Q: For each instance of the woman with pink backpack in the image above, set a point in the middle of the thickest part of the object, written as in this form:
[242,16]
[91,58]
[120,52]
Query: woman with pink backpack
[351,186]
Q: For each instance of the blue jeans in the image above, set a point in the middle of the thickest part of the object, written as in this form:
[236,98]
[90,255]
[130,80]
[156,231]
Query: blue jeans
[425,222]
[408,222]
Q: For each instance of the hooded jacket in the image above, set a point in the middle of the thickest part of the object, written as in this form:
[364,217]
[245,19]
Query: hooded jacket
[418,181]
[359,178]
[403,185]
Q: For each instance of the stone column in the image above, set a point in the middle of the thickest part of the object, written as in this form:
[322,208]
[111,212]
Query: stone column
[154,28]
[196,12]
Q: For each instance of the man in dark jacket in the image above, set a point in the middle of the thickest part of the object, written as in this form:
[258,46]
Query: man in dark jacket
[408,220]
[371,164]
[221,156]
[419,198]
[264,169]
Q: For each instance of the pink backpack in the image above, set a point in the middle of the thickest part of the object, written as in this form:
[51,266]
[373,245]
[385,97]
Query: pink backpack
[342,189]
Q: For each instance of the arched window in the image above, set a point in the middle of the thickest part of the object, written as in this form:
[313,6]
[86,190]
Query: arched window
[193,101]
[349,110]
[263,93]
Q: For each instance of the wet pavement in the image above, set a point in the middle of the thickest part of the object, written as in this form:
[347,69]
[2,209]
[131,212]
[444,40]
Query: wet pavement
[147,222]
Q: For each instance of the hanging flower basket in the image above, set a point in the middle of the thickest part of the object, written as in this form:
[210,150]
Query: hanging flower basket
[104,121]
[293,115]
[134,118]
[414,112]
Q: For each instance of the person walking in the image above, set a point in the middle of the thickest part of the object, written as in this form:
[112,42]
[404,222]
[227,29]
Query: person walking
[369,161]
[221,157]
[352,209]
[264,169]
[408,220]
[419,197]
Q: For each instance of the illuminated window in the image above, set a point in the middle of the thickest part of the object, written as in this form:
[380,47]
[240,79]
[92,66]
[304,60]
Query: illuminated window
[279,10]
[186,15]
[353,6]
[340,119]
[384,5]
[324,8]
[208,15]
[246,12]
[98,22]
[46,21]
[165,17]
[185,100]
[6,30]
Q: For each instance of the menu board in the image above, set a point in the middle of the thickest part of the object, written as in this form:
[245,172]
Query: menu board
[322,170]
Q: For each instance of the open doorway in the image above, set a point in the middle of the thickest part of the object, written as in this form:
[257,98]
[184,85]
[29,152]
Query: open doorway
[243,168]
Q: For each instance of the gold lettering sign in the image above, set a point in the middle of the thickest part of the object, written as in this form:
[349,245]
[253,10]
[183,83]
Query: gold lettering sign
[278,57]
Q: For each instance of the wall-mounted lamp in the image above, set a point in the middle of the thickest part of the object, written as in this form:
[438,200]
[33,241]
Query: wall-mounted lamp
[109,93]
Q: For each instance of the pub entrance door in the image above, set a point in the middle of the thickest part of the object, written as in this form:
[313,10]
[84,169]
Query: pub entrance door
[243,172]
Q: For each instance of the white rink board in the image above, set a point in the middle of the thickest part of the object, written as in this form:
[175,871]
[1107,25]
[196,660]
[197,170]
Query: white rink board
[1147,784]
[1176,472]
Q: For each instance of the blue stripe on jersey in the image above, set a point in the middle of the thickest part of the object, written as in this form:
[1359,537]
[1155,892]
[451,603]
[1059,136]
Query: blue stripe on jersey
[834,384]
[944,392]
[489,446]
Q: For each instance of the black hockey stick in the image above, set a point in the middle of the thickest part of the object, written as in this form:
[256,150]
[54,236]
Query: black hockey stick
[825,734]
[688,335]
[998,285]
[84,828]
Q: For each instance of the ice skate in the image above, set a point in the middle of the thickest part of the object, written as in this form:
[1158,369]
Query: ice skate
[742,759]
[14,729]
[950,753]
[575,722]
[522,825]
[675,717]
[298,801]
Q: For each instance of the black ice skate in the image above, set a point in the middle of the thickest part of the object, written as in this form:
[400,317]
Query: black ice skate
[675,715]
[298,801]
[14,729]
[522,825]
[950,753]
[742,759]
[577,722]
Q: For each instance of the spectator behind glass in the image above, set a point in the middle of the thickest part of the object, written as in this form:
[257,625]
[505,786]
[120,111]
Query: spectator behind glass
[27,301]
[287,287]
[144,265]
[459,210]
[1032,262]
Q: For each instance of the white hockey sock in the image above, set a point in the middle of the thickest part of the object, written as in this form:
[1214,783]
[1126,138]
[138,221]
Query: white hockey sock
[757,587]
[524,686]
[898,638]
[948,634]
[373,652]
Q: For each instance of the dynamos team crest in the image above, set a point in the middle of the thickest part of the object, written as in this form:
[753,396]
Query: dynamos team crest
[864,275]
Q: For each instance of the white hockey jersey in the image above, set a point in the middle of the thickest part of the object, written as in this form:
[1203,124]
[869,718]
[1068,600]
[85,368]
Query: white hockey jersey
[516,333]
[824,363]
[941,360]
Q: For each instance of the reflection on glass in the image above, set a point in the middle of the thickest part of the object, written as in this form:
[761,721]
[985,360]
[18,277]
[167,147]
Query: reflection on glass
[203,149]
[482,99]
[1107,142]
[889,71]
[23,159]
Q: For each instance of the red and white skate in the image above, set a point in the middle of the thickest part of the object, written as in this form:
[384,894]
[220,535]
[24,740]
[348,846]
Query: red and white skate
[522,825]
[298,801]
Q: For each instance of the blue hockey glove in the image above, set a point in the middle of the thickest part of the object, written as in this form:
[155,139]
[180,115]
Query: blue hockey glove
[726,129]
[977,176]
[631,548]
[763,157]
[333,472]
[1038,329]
━━━━━━━━━━━━━━━━━━━━
WHAT TO PRODUCE: Return every entry exactly as given.

RESPONSE TO THIS TASK:
Q: For each instance of the woman with pink backpack in the image above, set a point in the middle of the thickest part of the object, written as in this form:
[242,16]
[91,58]
[120,52]
Query: woman with pink backpack
[351,186]
Q: For each instance of the blue jeans in the image above, set a point in the middle of the thickest part of the object, written as in this form:
[236,98]
[90,255]
[130,80]
[156,231]
Query: blue jeans
[425,222]
[408,222]
Q: For each instance of the hooded jacket in the image above, set a point in the middle of the thickest part of the object, written as in this form:
[364,217]
[245,19]
Query: hooded jacket
[418,181]
[359,178]
[403,185]
Q: For each instance of the stone column in the image above, set a point in the middle of the thickest part of the object, written as in this form:
[322,208]
[111,212]
Query: stone column
[154,28]
[196,12]
Q: For each instance of the man in dark jacket in the image above, set a point in the middle of the thickest part of the object, written as in this form:
[258,46]
Query: man in dark jacket
[408,220]
[371,164]
[221,156]
[419,198]
[264,169]
Q: For each instance of the pink backpack in the image above, set a point in the middle of the thickest part of the object, written as in this form:
[51,266]
[373,245]
[385,97]
Query: pink backpack
[342,189]
Q: For each instance of the arched window in the image above, set a point in the middle of the thickest part of the object, written as in this form:
[313,6]
[86,190]
Query: arched window
[193,101]
[349,110]
[263,93]
Q: For each instance of the wet pavement in the image above, set a point in the middle of the thickest part of the object, written as in this form:
[347,69]
[2,209]
[131,212]
[444,40]
Query: wet pavement
[147,222]
Q: For each instance of the hanging flower basket in the image above, set a point in the middle of the thickest part of the object, written as in this form:
[210,150]
Query: hanging flower basket
[104,121]
[293,115]
[134,118]
[414,112]
Q: For each instance of the person walking in the image above, set a point in the middle of the thickest part of the object, written as in this form:
[112,42]
[404,222]
[227,29]
Query: person walking
[369,161]
[221,157]
[352,209]
[264,169]
[408,220]
[419,197]
Q: For each instance of the illuminated window in the image above, set a point in the middle of the thickest part of the object, written as in this form:
[380,47]
[240,79]
[92,66]
[304,60]
Query: illuminated window
[279,10]
[186,15]
[353,6]
[340,119]
[384,5]
[324,8]
[208,15]
[246,12]
[98,22]
[46,21]
[165,17]
[185,100]
[6,30]
Q: For each instance of the menu board in the image above, set a point in the middle of the thickest part of the object, written as in this form:
[245,172]
Query: menu board
[322,170]
Q: For each instance of the open doorway in the image above, set a point in the middle of the thickest part of the object, written as in this form:
[257,98]
[184,85]
[29,152]
Query: open doorway
[243,168]
Q: For each instance of the gold lettering sign in the image above, set a point in the middle of the thickest part of the object, written as in this form:
[349,245]
[253,10]
[183,83]
Query: gold lettering sign
[278,57]
Q: For each instance of the wall-mounted lamp in the image above, set a point in the middle of the thickest part of the object, written as in this form:
[438,200]
[33,241]
Query: wall-mounted lamp
[109,93]
Q: For each instance of the pub entrance door in the image above, set a point in the middle of the thickest part of the object, written as in this form:
[313,10]
[84,169]
Query: pub entrance door
[243,172]
Q: For each instance of the white rink board in the image above, set a point in the middle of the thickest part of the object, written as in this form:
[175,871]
[1107,25]
[196,660]
[197,170]
Query: white rink board
[1147,784]
[1176,472]
Q: For each instance of the blue stripe on jersey in the image above, set a point in the middle of the thickest part of the object, written as in this form:
[1359,537]
[1155,892]
[451,603]
[1059,136]
Query: blue stripe on jersey
[834,384]
[944,392]
[489,446]
Q: For each instance of the black hockey stick in the image above, set a point in the middle of the thickest part of the object, written as in this form:
[256,150]
[54,236]
Query: black hockey stick
[825,734]
[688,335]
[998,285]
[84,828]
Q: For each instance of the ice skate in the image above, set a point in the middle of the thickest part of the object, written as in this form:
[1158,369]
Query: ice skate
[742,759]
[14,729]
[950,753]
[575,722]
[522,825]
[675,717]
[298,801]
Q: For each instance of the black ice skate in the image above, set a point in the middle of the thickest part of the object, written as in this form:
[400,317]
Query: black ice skate
[675,715]
[298,801]
[14,729]
[522,825]
[950,753]
[742,759]
[577,722]
Q: For each instance of the spectator behind glass in the image above, set a point in the middle of the thickest part of the object, written as in this form:
[257,625]
[505,786]
[120,111]
Query: spectator behind glass
[27,301]
[287,287]
[144,265]
[459,210]
[1032,262]
Q: For each instance of the white hockey sock in the image above, set a point in the middle of the thickest part of the object, written as in this form:
[1214,783]
[1126,138]
[138,221]
Query: white hockey sock
[757,587]
[524,686]
[898,638]
[948,634]
[373,652]
Q: For each instance of the dynamos team crest in the image above, set a point in the middle of the thickest part of the object, written as in this form:
[753,396]
Query: dynamos team crest
[864,275]
Q: For each instance of the white hockey jersey in the image above, set a point in the middle of the thickest part of the object, written as in this form:
[1203,124]
[869,718]
[1068,600]
[85,368]
Query: white hockey jersey
[516,333]
[824,363]
[941,360]
Q: For each instance of the reflection on glass in the image above, set a point in the middle of the thickest part of the object, written as in this form:
[761,721]
[985,360]
[18,277]
[167,147]
Query: reflection on glass
[203,149]
[482,99]
[1107,142]
[889,71]
[23,159]
Q: For each instance of the red and white skate in the image above, set a point in the middle of the thickest part of the object, written as in this form:
[384,894]
[220,535]
[24,740]
[348,846]
Query: red and white skate
[522,825]
[298,801]
Q: For each instance of the blue hockey glove in the image above, set a point in the middle of the thickest part of the object, written as in this form:
[155,139]
[180,115]
Query: blue hockey glove
[726,129]
[977,176]
[631,548]
[763,157]
[333,472]
[1038,329]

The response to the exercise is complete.